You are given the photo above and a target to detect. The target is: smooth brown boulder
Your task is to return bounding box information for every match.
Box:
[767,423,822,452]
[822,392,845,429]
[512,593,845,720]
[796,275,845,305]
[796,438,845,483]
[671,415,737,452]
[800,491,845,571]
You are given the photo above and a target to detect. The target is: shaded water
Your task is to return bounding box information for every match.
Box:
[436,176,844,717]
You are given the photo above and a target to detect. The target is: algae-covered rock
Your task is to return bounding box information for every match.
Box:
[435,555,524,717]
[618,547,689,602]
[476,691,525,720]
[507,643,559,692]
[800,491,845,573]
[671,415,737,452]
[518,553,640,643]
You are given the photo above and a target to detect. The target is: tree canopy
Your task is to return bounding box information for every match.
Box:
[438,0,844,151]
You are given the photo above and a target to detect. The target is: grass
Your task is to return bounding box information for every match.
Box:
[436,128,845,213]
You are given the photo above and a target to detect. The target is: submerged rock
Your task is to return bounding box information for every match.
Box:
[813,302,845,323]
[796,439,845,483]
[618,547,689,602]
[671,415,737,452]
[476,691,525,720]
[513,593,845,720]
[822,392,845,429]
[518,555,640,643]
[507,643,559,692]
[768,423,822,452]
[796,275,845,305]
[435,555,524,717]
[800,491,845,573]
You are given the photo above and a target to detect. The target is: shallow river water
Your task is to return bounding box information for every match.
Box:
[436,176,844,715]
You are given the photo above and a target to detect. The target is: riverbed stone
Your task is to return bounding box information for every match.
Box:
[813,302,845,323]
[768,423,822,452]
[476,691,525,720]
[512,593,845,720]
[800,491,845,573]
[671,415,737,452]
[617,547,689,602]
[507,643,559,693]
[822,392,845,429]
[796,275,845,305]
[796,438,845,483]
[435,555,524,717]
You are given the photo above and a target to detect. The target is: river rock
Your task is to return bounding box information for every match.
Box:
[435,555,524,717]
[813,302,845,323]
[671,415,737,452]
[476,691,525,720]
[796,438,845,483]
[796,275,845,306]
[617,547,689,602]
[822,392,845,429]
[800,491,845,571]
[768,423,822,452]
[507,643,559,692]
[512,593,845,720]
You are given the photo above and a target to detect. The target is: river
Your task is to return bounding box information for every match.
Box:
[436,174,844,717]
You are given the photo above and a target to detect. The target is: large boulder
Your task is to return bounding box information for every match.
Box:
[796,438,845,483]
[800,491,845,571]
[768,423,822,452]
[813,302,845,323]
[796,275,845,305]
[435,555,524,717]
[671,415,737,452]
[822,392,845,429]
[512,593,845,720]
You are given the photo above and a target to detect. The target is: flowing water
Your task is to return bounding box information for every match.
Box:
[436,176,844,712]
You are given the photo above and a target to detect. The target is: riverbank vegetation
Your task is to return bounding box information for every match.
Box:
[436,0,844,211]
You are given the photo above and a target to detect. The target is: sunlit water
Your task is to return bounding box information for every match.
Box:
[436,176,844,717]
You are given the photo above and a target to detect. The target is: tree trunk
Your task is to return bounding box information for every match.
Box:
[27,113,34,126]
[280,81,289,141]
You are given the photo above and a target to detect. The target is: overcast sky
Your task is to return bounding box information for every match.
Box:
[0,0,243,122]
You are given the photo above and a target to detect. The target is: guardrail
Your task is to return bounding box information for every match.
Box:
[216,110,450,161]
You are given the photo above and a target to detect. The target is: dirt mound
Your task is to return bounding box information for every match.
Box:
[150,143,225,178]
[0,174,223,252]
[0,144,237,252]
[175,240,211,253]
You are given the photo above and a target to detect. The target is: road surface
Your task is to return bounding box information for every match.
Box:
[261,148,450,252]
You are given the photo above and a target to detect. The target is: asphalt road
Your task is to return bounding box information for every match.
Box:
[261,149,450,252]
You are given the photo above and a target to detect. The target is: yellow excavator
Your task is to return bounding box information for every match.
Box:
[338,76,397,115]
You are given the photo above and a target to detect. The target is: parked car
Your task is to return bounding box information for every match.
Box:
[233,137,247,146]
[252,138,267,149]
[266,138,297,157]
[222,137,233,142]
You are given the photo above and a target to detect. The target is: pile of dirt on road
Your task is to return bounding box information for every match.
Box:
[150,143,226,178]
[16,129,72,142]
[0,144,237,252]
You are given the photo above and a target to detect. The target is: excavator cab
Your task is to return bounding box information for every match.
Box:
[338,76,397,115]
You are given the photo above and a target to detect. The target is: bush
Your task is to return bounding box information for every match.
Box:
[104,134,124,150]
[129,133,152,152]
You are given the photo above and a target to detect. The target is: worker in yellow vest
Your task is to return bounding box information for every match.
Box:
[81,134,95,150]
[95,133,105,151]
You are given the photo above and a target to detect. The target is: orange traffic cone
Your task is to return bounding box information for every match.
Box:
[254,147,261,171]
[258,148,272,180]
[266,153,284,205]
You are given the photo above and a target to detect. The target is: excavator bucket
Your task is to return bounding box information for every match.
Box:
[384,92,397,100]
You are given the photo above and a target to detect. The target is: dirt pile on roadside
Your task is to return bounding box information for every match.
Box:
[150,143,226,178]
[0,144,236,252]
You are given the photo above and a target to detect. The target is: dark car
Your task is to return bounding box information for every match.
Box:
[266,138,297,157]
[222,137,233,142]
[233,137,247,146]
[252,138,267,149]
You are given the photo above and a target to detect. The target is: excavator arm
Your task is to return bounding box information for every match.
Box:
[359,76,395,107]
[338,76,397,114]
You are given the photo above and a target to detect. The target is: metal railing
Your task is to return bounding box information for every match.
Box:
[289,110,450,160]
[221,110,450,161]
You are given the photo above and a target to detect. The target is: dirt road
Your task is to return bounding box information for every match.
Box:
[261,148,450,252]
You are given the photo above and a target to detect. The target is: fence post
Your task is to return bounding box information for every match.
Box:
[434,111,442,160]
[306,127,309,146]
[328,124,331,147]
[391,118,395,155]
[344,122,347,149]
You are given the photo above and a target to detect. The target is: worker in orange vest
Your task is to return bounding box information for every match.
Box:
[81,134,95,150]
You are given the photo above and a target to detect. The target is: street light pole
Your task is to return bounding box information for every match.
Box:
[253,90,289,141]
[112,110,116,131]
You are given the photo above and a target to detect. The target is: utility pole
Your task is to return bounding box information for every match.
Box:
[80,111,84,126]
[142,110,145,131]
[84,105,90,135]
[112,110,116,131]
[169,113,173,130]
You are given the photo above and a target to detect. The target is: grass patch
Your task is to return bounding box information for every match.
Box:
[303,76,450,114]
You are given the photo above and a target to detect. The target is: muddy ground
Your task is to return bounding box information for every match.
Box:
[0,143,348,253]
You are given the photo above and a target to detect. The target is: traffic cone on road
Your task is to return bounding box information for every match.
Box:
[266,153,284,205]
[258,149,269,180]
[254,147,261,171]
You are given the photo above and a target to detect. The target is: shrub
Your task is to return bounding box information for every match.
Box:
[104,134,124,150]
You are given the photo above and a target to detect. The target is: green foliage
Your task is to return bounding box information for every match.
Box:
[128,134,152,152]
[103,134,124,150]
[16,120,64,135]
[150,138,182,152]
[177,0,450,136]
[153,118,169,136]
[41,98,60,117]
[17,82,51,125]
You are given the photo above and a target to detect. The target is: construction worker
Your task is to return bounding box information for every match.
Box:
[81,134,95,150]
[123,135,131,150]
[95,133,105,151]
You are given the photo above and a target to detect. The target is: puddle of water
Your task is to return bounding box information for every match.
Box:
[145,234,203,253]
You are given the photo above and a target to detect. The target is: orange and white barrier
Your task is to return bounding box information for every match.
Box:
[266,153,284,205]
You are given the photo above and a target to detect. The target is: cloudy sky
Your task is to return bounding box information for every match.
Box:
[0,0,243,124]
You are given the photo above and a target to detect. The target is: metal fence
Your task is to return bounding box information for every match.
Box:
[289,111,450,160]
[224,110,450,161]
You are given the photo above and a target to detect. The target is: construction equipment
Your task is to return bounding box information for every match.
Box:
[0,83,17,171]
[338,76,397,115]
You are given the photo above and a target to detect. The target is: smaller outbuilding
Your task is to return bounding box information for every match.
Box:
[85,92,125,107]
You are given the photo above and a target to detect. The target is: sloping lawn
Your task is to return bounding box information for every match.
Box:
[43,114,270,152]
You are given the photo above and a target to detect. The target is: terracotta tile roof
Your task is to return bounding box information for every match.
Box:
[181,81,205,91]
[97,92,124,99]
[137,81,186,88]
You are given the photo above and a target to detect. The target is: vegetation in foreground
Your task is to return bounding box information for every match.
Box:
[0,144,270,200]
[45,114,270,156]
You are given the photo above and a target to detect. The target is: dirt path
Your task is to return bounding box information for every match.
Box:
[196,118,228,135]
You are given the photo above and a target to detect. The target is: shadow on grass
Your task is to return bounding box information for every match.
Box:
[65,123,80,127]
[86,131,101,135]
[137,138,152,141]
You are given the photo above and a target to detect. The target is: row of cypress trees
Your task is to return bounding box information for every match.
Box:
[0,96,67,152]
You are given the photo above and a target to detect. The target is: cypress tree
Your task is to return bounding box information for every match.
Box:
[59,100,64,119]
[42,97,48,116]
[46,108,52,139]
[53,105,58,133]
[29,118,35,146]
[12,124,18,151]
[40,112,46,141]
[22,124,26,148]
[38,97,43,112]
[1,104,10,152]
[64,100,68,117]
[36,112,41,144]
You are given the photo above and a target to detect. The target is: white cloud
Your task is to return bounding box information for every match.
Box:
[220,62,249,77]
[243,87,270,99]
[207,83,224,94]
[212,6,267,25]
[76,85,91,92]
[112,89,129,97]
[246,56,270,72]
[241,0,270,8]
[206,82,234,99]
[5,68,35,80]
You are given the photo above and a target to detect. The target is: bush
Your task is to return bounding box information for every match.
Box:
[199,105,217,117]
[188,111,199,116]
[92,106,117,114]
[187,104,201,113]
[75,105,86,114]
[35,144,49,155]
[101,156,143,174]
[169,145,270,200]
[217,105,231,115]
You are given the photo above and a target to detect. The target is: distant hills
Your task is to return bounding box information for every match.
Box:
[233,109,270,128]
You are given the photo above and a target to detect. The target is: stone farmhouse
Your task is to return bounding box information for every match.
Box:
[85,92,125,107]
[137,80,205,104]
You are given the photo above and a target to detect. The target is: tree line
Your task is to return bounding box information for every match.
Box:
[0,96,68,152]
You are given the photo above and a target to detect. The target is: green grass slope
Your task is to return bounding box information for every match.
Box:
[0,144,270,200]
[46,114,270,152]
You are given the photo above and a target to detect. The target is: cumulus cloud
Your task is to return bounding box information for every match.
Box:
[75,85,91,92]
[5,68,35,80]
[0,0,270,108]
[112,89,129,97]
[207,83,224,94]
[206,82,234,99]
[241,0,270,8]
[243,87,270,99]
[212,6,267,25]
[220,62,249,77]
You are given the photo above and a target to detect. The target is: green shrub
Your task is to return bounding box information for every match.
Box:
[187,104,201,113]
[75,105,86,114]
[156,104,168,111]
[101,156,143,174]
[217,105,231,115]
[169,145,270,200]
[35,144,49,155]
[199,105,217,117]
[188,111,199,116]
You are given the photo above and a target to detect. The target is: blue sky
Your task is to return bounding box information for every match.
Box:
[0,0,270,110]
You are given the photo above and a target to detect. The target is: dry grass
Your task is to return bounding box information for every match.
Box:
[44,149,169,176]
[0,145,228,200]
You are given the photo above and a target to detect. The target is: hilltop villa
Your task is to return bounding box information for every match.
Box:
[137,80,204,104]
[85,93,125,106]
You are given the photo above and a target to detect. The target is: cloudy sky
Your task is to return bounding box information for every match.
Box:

* * *

EXERCISE PROMPT –
Rescale the listing from the line that has "is: parked car" through the line that has "[129,133,152,152]", with both of those lines included. Write out only those lines, every one of them with its wording intact, but multiply each bounding box coordinate by 0.6 and round it to a whole number, rounding halves up.

FINAL RESULT –
You are given the photo above and a target to detect. The target is: parked car
Your task is to return bounding box information for every match.
Box:
[140,82,148,88]
[151,83,160,89]
[160,83,178,94]
[133,82,140,85]
You are given the photo above and a target to detect. The target is: pile of dirt on road
Your task is to return bounding box information for every match.
Box:
[90,86,136,107]
[10,77,43,85]
[0,86,142,151]
You are given the photo above and a target to detect. The target is: excavator cab
Your task is to return bounding box information for every match.
Box:
[203,46,238,69]
You are given the photo above and a target to detect. The target is: bush
Your task is to return bounding box information for every match.
Box:
[62,80,74,90]
[77,80,91,91]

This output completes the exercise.